- Work task:
Lift out each line of the data that holds "collar".
[Start of Attachment]
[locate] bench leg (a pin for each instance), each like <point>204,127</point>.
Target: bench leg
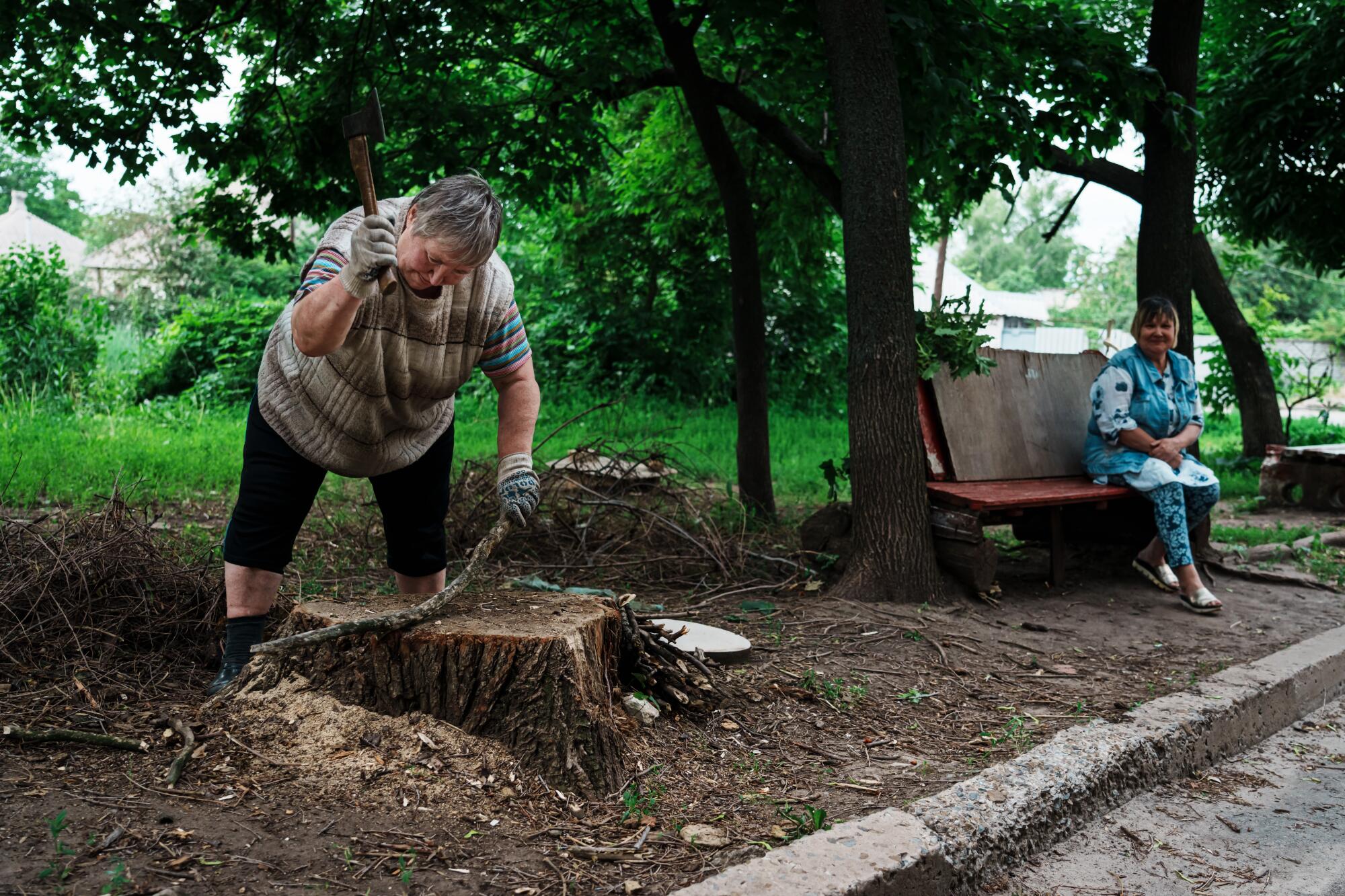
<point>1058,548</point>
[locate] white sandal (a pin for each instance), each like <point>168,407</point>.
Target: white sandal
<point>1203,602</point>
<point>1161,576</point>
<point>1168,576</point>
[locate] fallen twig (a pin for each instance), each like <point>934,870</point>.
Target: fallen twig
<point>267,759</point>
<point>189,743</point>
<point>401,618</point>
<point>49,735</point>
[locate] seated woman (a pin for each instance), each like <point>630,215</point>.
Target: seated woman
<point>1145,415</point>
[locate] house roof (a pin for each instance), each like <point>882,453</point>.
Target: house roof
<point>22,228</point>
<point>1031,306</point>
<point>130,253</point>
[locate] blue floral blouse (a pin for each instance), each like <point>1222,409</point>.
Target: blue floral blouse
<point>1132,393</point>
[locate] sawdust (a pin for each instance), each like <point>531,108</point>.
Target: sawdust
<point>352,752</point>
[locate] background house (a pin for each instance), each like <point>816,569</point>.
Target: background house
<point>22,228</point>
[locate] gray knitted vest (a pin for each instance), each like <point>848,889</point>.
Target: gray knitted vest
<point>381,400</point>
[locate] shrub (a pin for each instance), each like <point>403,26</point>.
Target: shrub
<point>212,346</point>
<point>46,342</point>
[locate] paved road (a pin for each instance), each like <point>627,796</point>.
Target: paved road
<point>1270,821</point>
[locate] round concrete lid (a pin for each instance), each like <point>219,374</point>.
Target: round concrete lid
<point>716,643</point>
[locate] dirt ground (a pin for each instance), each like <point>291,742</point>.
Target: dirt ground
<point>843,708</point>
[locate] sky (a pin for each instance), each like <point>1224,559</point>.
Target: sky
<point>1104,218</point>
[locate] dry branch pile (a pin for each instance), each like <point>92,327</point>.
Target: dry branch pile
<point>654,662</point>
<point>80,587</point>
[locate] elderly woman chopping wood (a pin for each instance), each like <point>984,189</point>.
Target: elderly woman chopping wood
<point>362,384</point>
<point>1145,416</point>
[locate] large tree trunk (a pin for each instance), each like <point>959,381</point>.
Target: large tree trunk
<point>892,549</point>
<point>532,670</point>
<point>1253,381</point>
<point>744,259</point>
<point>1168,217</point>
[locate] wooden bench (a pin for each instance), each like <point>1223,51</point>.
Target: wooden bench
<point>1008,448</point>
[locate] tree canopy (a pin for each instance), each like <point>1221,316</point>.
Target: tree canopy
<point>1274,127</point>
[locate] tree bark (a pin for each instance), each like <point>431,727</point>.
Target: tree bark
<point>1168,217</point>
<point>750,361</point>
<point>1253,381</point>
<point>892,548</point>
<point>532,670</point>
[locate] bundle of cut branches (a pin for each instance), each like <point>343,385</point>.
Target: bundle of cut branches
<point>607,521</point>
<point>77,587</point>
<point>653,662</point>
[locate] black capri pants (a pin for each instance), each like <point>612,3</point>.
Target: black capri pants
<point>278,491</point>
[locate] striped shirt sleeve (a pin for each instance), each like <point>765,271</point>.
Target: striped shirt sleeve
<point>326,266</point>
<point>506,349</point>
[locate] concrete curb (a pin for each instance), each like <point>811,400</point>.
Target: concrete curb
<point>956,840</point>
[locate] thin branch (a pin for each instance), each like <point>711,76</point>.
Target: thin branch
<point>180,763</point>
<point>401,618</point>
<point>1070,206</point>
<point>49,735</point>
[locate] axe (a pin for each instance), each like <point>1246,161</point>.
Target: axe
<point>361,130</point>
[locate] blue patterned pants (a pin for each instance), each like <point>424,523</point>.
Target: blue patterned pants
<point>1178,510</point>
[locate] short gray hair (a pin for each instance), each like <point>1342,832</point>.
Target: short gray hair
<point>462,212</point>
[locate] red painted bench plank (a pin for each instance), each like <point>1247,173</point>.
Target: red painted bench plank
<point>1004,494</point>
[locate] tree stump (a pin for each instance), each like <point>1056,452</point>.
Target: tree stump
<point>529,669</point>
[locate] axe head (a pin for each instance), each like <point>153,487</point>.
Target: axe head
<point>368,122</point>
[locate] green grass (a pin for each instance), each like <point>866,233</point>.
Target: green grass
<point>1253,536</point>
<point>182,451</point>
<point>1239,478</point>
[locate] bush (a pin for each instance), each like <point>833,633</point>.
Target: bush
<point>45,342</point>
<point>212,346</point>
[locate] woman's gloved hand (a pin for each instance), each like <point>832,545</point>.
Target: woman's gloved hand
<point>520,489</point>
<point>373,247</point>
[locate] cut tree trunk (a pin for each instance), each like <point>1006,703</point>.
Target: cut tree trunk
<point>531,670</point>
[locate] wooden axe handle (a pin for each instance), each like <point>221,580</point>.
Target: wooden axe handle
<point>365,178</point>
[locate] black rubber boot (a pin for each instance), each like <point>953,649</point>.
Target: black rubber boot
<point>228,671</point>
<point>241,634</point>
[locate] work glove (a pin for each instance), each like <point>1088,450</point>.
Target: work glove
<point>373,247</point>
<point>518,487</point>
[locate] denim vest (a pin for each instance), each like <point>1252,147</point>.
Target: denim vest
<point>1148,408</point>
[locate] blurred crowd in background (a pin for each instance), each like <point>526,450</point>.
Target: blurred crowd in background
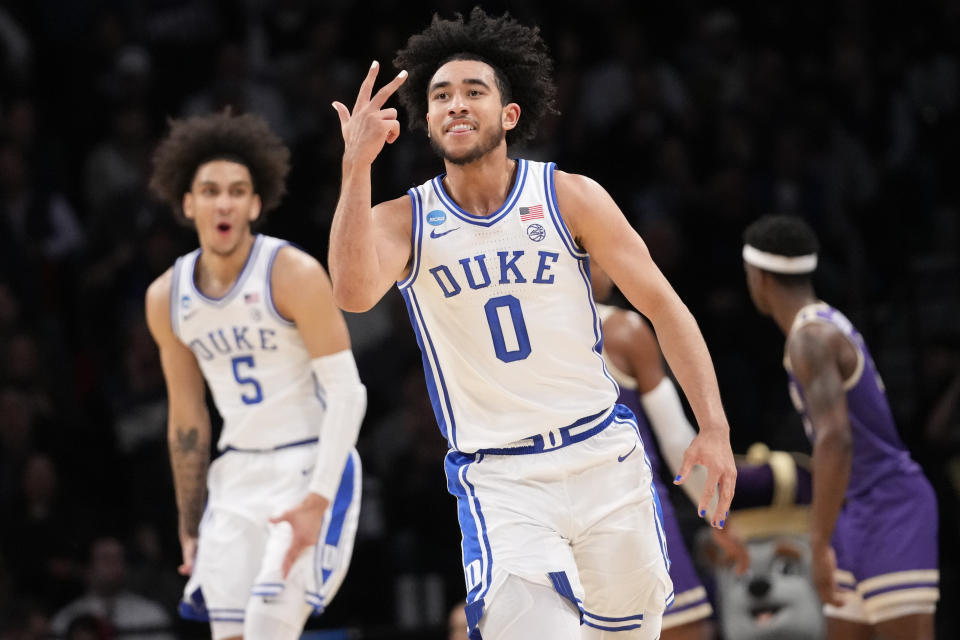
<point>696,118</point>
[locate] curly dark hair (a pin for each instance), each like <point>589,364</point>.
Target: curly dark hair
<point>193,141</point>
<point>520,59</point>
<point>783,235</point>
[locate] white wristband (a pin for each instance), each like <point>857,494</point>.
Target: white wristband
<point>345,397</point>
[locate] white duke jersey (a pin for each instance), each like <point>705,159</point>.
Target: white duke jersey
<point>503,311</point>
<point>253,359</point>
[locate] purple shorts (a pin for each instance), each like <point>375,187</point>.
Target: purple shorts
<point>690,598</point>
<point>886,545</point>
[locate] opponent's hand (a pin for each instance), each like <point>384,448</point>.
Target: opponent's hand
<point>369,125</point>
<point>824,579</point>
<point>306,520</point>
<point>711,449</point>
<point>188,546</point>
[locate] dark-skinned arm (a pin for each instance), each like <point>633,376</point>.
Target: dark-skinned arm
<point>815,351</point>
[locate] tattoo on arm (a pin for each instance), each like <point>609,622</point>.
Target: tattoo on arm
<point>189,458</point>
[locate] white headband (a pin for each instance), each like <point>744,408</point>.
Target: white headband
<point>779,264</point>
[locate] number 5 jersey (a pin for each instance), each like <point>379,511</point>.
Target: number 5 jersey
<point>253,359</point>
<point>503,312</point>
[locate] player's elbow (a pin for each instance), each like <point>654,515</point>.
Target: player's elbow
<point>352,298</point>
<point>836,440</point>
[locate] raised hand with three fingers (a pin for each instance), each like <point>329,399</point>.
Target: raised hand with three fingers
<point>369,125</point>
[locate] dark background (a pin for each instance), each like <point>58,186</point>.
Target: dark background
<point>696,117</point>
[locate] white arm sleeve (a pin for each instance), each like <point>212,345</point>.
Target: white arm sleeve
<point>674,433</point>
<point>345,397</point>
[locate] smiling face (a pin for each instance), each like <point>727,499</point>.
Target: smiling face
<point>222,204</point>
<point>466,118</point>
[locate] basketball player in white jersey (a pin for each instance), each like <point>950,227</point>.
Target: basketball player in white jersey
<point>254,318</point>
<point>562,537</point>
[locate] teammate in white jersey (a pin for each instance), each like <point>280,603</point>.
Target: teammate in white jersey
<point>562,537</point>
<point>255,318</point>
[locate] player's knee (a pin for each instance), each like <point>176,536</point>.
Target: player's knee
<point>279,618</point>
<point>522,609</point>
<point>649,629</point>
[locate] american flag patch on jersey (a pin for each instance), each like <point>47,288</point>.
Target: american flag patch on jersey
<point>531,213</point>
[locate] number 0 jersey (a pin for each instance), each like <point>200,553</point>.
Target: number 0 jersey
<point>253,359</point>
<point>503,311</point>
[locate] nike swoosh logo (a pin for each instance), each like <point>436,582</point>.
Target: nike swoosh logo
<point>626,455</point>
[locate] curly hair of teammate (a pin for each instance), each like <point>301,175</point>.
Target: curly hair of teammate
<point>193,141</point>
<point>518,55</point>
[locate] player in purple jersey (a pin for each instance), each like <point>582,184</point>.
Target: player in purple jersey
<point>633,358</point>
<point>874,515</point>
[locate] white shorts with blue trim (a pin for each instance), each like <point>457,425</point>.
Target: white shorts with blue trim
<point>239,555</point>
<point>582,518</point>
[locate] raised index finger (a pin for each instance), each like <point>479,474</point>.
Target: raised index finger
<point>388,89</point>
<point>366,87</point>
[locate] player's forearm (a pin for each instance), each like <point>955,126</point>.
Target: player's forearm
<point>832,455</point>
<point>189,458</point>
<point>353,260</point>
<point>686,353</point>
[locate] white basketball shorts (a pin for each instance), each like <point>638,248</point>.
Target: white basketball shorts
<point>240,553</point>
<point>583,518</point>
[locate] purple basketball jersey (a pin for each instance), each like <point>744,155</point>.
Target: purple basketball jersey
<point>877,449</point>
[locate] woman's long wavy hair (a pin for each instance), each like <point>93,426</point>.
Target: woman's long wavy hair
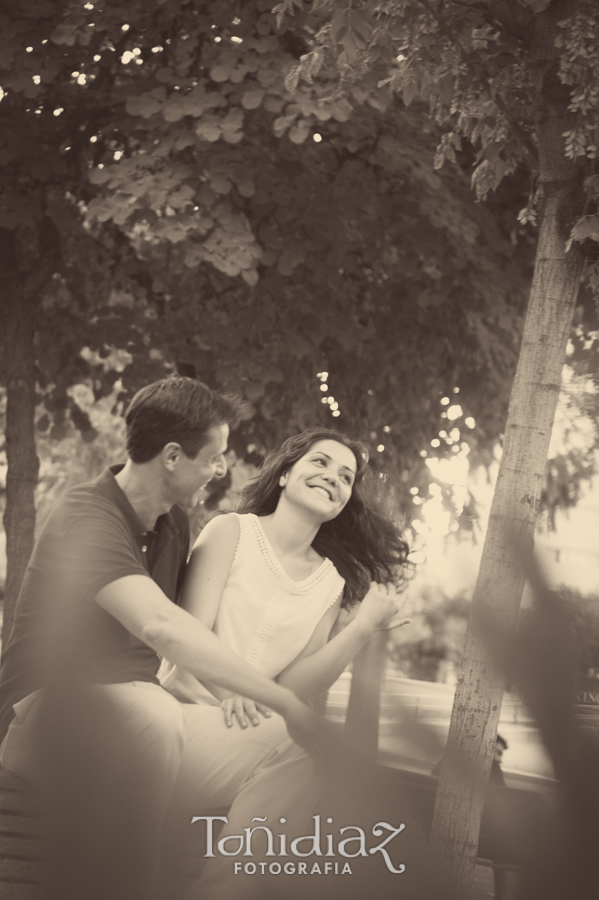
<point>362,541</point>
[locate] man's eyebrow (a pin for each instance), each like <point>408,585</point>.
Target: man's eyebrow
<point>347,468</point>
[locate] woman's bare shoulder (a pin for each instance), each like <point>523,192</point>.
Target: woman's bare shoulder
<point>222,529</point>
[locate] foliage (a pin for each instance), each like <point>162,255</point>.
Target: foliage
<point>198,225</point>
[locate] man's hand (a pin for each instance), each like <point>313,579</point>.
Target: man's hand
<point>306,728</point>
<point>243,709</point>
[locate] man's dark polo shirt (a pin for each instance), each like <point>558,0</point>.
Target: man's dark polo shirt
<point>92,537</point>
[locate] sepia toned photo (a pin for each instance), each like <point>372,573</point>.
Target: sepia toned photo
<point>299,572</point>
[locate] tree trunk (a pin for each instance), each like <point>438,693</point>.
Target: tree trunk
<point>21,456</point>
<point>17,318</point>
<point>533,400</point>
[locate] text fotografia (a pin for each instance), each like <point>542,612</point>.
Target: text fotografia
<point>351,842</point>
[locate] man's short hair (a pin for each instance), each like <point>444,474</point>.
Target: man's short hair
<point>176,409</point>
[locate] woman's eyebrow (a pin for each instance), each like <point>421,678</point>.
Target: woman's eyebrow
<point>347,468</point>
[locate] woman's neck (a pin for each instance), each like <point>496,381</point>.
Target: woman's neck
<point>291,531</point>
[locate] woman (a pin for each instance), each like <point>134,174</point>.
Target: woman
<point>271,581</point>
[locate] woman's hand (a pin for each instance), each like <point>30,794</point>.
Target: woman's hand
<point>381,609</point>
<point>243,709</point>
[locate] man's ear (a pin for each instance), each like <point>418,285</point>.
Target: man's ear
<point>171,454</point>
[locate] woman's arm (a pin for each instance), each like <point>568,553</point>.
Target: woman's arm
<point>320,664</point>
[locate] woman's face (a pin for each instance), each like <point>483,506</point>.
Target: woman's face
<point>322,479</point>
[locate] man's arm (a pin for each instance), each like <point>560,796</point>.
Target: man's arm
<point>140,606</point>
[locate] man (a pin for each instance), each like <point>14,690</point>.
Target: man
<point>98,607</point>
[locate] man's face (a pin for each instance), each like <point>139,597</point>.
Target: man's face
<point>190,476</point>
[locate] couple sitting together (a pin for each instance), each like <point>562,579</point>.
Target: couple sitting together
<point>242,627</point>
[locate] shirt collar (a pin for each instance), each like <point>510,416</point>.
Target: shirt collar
[End of Attachment]
- Exercise result:
[locate] shirt collar (a pin for each instance), each like <point>510,416</point>.
Target: shirt collar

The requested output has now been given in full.